(Beginning of Data supplied)

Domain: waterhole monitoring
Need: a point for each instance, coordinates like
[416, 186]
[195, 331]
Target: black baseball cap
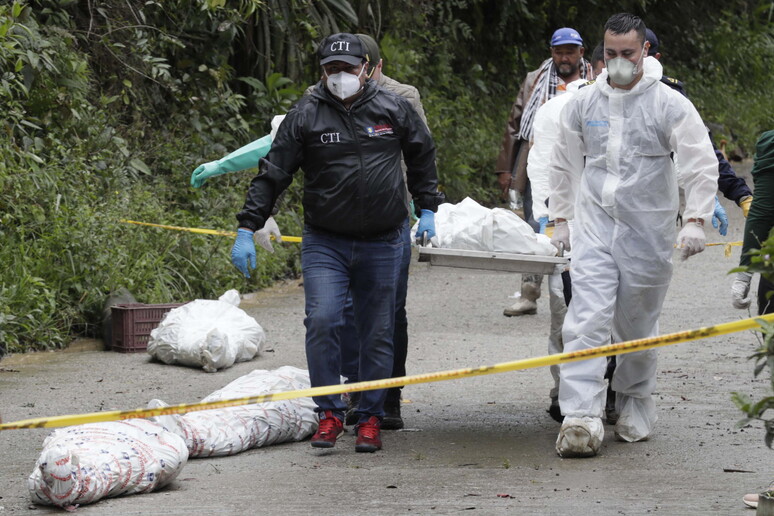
[342, 47]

(End of Data supplied)

Instructions for the task: Restate each entry word for word. Omit every picture.

Response box:
Domain: waterhole monitoring
Need: a point for each instance, coordinates like
[416, 186]
[195, 331]
Target: black baseball cap
[342, 47]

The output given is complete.